Start of Records supplied
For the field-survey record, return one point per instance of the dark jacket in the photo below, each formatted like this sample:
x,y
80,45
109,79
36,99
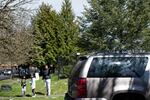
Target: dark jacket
x,y
22,73
32,73
46,74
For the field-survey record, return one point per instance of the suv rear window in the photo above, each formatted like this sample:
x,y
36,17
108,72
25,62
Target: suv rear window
x,y
78,67
117,66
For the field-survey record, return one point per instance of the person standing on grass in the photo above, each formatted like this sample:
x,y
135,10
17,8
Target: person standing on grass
x,y
23,81
33,79
47,78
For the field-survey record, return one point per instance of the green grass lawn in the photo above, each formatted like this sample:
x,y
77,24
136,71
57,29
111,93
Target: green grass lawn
x,y
58,89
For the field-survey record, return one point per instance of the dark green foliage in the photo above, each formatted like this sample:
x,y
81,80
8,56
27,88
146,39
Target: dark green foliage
x,y
116,25
55,35
46,29
70,32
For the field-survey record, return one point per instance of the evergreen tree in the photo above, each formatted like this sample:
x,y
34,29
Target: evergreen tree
x,y
70,31
115,25
46,25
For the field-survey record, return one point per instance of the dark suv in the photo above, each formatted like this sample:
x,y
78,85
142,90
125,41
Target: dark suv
x,y
112,76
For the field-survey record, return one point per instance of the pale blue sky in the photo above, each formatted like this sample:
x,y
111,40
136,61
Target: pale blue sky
x,y
77,5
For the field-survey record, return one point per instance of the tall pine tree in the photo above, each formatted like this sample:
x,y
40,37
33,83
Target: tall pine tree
x,y
115,25
70,31
47,25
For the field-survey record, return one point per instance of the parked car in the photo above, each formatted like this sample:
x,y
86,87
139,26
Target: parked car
x,y
110,76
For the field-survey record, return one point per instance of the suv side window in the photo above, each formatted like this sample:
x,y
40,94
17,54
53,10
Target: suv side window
x,y
117,67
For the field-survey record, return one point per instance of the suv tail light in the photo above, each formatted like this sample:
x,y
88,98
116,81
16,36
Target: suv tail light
x,y
81,87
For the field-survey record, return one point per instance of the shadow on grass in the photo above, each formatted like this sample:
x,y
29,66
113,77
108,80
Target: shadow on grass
x,y
27,95
39,93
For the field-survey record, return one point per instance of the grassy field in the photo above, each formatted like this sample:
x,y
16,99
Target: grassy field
x,y
58,89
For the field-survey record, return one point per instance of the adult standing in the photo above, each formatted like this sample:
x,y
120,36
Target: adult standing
x,y
47,78
33,79
22,74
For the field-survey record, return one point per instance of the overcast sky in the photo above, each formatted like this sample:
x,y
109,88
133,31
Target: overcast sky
x,y
76,4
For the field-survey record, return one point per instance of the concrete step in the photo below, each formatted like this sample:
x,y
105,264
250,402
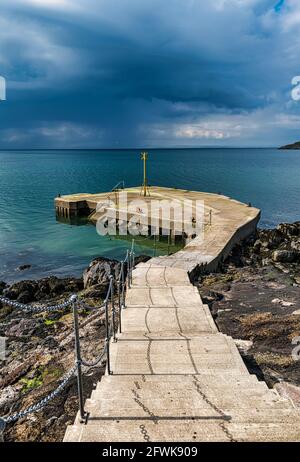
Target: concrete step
x,y
149,276
163,356
268,414
163,319
145,430
138,405
186,381
181,431
174,390
163,296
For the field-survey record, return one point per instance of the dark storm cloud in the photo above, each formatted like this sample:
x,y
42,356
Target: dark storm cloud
x,y
98,73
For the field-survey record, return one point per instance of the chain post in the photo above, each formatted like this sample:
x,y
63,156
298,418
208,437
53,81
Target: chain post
x,y
128,268
121,295
78,359
123,288
2,428
113,306
107,333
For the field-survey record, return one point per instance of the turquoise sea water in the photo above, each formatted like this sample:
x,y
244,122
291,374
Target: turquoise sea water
x,y
29,181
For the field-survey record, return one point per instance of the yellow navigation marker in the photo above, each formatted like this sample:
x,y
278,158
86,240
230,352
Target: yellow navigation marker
x,y
145,189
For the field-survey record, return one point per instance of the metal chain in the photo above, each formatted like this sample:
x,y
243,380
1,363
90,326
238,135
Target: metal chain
x,y
40,404
96,361
36,309
67,377
89,307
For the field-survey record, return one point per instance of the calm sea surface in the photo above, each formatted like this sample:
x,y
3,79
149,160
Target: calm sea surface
x,y
29,181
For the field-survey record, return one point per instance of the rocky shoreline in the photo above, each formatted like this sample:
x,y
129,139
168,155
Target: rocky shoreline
x,y
254,297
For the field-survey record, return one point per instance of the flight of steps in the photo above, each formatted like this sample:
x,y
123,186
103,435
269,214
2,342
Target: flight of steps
x,y
176,378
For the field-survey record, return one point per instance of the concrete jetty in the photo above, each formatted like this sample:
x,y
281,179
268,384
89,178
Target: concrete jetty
x,y
175,376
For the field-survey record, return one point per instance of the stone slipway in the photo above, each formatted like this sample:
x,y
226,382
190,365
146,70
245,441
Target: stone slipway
x,y
175,377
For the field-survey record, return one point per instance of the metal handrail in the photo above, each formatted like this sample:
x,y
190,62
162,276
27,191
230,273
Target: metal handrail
x,y
111,331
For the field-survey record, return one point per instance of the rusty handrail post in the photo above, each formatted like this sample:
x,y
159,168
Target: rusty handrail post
x,y
107,339
113,306
78,359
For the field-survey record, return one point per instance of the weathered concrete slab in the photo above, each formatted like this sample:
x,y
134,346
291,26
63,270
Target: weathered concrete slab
x,y
175,377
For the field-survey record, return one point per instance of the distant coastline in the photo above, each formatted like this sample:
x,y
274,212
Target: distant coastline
x,y
291,146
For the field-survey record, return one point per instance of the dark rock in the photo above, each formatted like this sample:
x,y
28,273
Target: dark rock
x,y
23,328
50,342
23,267
43,289
99,270
2,286
285,256
141,259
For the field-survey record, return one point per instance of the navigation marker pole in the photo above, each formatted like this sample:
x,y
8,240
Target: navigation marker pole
x,y
145,189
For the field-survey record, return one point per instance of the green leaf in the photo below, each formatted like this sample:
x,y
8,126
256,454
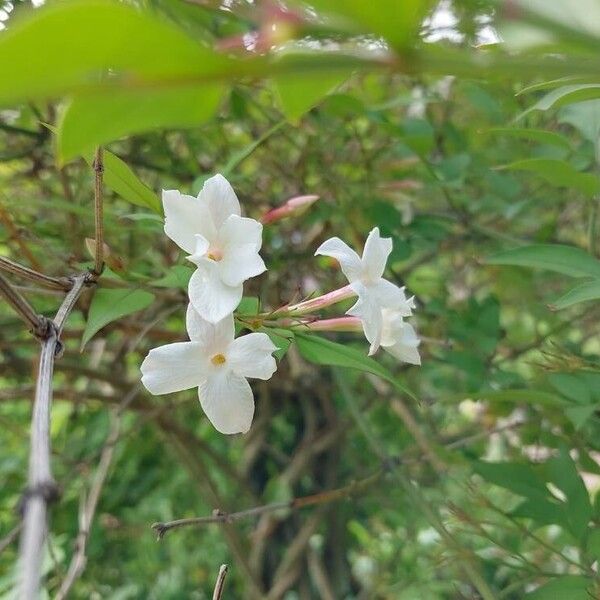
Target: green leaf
x,y
562,472
559,258
567,587
590,290
535,135
108,305
91,120
321,351
299,93
565,95
67,47
558,172
178,276
282,338
520,478
525,396
122,180
237,158
398,23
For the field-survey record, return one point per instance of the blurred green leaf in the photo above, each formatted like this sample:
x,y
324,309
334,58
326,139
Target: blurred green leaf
x,y
398,22
590,290
558,172
321,351
67,47
108,305
567,260
535,135
94,119
122,180
566,587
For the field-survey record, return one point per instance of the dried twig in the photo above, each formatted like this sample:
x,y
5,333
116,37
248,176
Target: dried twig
x,y
42,489
98,211
321,498
220,583
55,283
38,324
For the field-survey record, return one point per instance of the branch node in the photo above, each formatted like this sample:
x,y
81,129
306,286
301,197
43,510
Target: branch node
x,y
47,490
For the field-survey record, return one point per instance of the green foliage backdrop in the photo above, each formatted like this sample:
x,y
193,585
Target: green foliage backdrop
x,y
475,475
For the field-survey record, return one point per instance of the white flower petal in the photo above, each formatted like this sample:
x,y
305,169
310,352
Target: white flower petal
x,y
389,295
375,255
241,239
404,342
174,367
250,356
350,262
220,199
202,246
214,337
186,216
240,231
227,400
368,311
212,299
243,264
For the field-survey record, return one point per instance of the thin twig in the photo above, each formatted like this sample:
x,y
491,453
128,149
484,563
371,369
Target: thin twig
x,y
63,283
37,323
98,211
42,489
220,583
89,505
9,538
218,516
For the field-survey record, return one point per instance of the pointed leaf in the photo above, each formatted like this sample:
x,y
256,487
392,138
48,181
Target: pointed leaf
x,y
567,260
108,305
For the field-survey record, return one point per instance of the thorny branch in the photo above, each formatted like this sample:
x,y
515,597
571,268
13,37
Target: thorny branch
x,y
42,489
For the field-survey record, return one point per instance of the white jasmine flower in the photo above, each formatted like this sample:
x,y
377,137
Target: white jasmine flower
x,y
399,338
222,244
365,276
215,363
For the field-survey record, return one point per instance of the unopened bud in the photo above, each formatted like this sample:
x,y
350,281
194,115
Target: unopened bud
x,y
294,207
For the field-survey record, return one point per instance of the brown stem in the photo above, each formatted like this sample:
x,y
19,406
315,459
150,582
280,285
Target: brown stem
x,y
37,323
62,283
98,211
218,516
42,489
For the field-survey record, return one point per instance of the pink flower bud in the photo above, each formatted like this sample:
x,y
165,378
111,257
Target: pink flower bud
x,y
292,208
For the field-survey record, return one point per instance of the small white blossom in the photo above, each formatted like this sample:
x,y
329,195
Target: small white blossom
x,y
365,275
399,338
222,244
215,363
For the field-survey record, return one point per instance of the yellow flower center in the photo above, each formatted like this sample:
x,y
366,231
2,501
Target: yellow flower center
x,y
215,254
218,359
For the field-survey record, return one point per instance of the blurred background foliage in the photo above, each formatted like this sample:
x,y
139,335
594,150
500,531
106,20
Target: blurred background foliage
x,y
468,132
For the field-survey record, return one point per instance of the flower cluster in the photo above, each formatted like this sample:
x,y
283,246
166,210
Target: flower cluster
x,y
224,247
381,306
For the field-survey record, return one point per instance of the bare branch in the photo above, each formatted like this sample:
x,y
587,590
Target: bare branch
x,y
42,489
295,503
220,583
62,283
37,323
98,211
89,505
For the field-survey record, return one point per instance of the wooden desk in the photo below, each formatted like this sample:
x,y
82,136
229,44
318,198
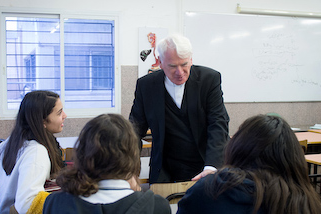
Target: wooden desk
x,y
313,138
315,160
315,130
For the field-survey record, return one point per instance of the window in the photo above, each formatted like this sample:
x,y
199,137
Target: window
x,y
75,57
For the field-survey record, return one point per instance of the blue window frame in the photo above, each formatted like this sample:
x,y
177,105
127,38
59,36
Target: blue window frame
x,y
71,56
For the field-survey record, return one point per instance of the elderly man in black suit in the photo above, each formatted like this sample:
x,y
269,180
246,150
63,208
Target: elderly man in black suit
x,y
183,106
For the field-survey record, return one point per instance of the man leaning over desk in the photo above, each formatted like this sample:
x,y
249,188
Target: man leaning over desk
x,y
183,106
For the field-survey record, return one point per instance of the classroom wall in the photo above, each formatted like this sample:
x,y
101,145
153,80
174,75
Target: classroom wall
x,y
169,14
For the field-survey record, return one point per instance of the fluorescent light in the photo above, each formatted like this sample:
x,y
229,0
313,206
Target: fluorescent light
x,y
277,12
276,27
239,35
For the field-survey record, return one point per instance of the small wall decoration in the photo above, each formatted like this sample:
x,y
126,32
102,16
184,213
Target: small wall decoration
x,y
148,56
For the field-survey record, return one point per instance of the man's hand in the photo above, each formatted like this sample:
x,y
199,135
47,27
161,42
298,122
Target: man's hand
x,y
203,174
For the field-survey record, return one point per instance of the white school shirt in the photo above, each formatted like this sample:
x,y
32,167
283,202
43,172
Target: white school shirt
x,y
177,93
109,191
27,178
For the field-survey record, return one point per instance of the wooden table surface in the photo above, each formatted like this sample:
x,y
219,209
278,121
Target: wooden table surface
x,y
312,137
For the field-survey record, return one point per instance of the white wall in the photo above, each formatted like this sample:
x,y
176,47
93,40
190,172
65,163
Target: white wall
x,y
154,13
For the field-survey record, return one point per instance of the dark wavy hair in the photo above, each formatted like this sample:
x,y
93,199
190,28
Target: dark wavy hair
x,y
106,149
266,150
34,110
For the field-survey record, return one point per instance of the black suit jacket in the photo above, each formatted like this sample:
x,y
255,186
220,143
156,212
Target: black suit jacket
x,y
207,114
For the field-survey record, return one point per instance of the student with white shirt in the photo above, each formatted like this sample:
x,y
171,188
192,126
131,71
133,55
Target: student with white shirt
x,y
31,155
183,106
104,178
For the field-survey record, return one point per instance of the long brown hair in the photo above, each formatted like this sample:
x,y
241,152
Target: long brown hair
x,y
34,109
266,150
106,149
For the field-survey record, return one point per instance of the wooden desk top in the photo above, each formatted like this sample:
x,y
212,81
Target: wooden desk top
x,y
313,158
315,130
313,138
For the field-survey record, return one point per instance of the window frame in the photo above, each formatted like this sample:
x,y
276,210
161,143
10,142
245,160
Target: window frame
x,y
8,114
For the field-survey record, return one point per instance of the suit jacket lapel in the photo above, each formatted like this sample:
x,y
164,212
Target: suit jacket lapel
x,y
159,102
193,102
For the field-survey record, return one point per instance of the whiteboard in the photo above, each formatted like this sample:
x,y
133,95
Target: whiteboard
x,y
261,58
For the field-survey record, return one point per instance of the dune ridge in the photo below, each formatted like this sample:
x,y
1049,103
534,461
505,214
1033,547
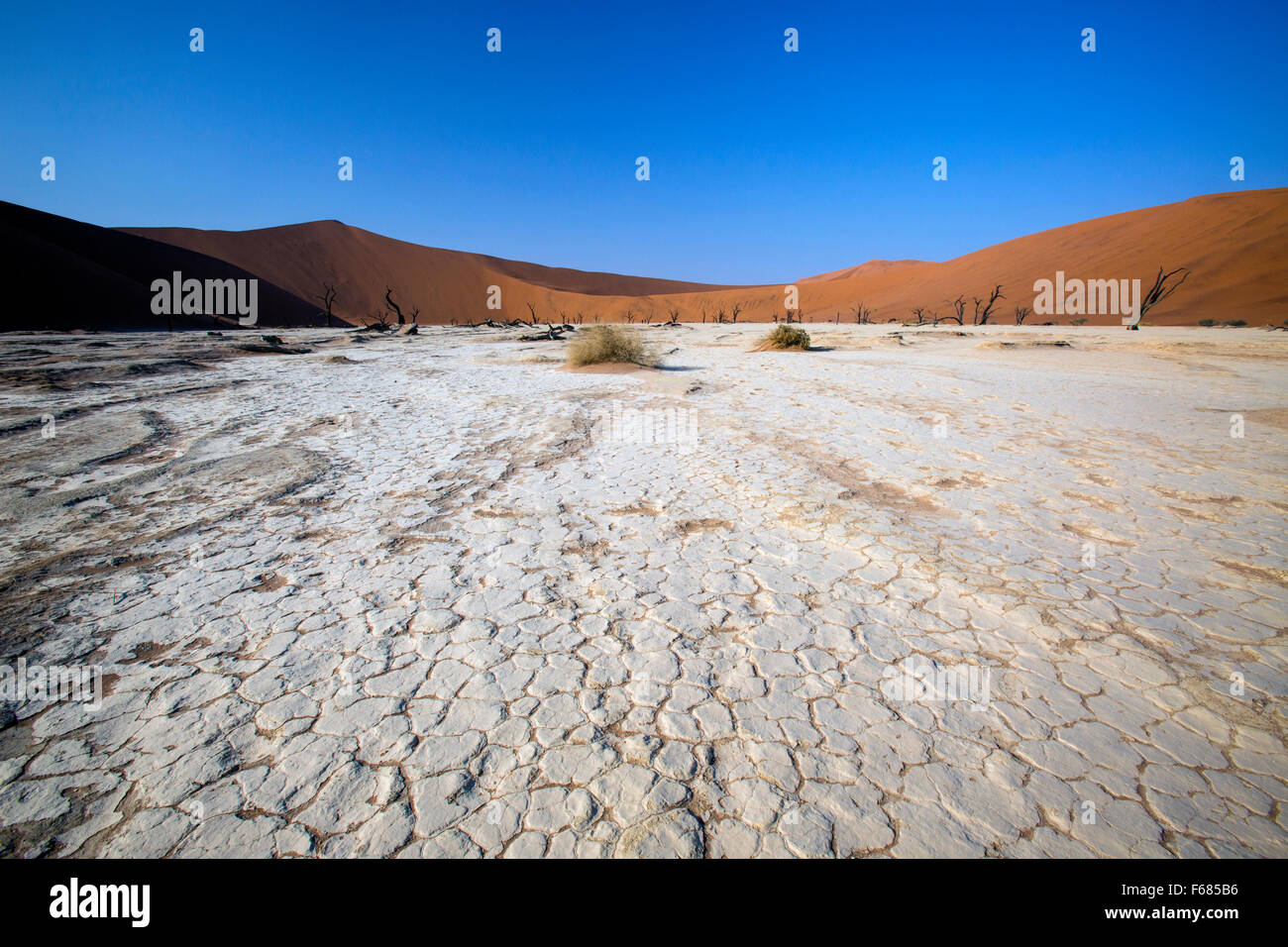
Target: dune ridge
x,y
1234,244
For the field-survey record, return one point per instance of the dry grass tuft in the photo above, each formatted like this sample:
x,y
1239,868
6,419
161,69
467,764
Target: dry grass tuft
x,y
786,338
604,344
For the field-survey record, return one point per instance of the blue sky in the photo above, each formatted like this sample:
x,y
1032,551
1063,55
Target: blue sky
x,y
765,165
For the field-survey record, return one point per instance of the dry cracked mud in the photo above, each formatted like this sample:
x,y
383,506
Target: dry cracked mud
x,y
919,592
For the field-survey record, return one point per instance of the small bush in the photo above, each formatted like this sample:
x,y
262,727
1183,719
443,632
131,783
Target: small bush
x,y
600,344
787,338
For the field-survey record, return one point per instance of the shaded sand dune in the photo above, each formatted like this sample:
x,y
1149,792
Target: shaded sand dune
x,y
80,275
1235,244
71,274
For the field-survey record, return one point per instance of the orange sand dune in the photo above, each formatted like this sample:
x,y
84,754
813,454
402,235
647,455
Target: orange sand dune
x,y
1235,244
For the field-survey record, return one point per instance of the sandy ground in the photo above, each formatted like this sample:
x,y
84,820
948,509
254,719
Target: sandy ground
x,y
919,592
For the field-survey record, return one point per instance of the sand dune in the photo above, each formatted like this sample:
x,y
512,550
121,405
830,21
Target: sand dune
x,y
1233,243
76,274
71,274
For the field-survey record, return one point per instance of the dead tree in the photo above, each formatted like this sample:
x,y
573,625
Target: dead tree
x,y
958,309
1159,291
982,316
377,318
393,305
327,299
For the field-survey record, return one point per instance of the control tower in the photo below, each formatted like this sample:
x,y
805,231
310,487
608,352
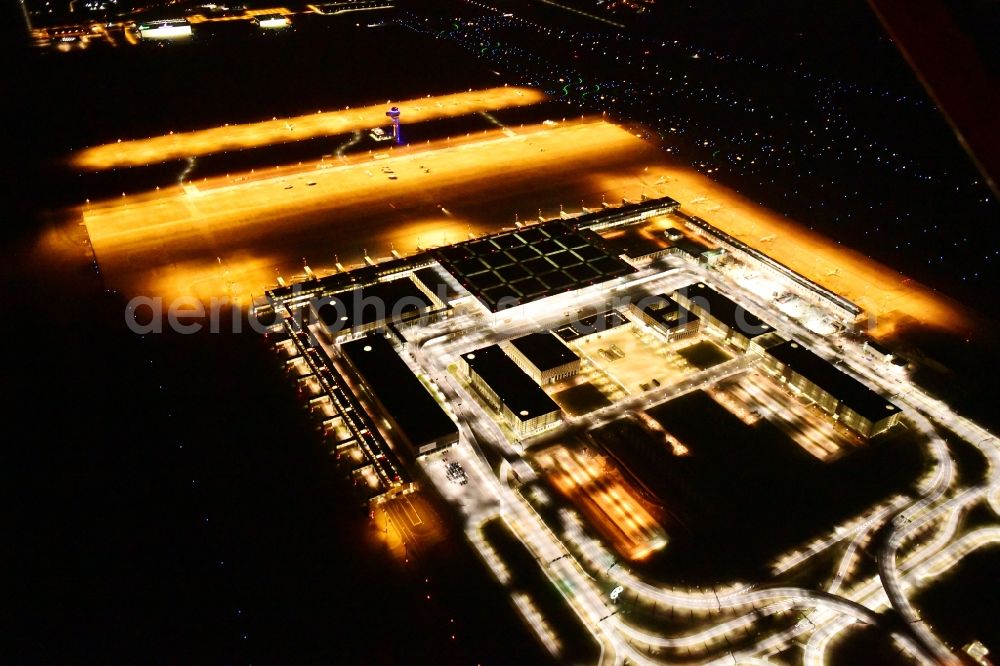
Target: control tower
x,y
394,114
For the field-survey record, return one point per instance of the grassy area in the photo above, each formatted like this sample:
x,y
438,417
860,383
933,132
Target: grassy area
x,y
578,646
746,494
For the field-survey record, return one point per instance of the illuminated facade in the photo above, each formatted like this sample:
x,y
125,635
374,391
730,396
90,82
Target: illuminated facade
x,y
841,396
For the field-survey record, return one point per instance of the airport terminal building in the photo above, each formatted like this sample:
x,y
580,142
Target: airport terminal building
x,y
543,356
415,416
841,396
726,319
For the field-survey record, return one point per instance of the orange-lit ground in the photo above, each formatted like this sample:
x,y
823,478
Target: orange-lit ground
x,y
889,297
231,237
609,504
138,152
407,525
643,358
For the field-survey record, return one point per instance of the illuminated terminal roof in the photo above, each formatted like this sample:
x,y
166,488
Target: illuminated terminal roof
x,y
511,385
723,310
398,299
544,350
516,267
595,323
403,397
826,376
665,311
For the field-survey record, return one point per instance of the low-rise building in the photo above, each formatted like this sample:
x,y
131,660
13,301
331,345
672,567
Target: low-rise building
x,y
416,417
524,406
665,316
841,396
725,318
365,308
543,356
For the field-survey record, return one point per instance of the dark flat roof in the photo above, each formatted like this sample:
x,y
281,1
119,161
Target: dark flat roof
x,y
666,311
517,267
631,242
845,388
376,302
513,386
595,323
689,246
729,313
403,396
436,280
544,350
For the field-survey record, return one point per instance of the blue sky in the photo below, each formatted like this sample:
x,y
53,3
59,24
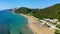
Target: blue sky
x,y
7,4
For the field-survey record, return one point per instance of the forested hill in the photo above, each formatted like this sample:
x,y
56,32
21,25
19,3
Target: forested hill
x,y
48,12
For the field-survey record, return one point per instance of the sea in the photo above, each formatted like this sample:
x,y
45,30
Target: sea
x,y
12,23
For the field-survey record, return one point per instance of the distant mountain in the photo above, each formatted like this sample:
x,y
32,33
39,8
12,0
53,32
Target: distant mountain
x,y
48,12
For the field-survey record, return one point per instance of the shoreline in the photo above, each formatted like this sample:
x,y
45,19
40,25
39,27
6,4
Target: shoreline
x,y
35,27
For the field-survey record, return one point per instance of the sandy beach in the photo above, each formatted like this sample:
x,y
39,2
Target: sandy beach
x,y
36,27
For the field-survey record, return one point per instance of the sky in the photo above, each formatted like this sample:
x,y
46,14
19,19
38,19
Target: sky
x,y
8,4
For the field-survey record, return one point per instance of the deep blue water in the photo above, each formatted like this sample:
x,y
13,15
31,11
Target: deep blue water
x,y
11,23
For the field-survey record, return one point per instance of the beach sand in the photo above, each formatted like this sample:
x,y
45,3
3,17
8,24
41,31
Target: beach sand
x,y
37,28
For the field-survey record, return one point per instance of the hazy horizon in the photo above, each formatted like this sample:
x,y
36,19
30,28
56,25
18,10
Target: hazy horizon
x,y
8,4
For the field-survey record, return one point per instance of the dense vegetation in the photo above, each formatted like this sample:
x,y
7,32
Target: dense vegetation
x,y
49,12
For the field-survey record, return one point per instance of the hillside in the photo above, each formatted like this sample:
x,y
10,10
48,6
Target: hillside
x,y
49,12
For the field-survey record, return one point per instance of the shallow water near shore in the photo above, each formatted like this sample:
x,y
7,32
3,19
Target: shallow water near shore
x,y
13,23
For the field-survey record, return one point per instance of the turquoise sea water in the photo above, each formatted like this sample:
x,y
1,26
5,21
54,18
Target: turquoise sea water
x,y
13,23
End of Records supplied
Starting at the line with "of the beach", copy every line up to and including the last one in the entries above.

### Solution to this exercise
For the field-survey record, return one point per instance of the beach sand in the photo above, each formatted like this sample:
x,y
45,3
3,17
8,24
41,31
Target: beach sand
x,y
37,28
For the field-survey record, return one point per instance of the hazy horizon in the photo above, each formatted like this sample:
x,y
36,19
30,28
56,25
18,10
Target: hazy horizon
x,y
8,4
For the field-survey record, return one point per instance of the dense vegetation in the photo above, each formatted like this sample:
x,y
7,32
Target: dense vegetation
x,y
49,12
For the field-survey record, return one point per instance of the hillside in the photo above, each formatted like this sample:
x,y
10,10
48,6
Target: hillside
x,y
49,12
For the field-survey record, return one point per instance of the shallow water near shore in the photo above, each formatted like this sample:
x,y
7,32
3,19
Target: shallow water near shore
x,y
13,23
For the field-survey record, return one point per instance of the turquoise sea water in the photo above, each formatted like this sample:
x,y
1,26
5,21
54,18
Target: turquoise sea water
x,y
13,23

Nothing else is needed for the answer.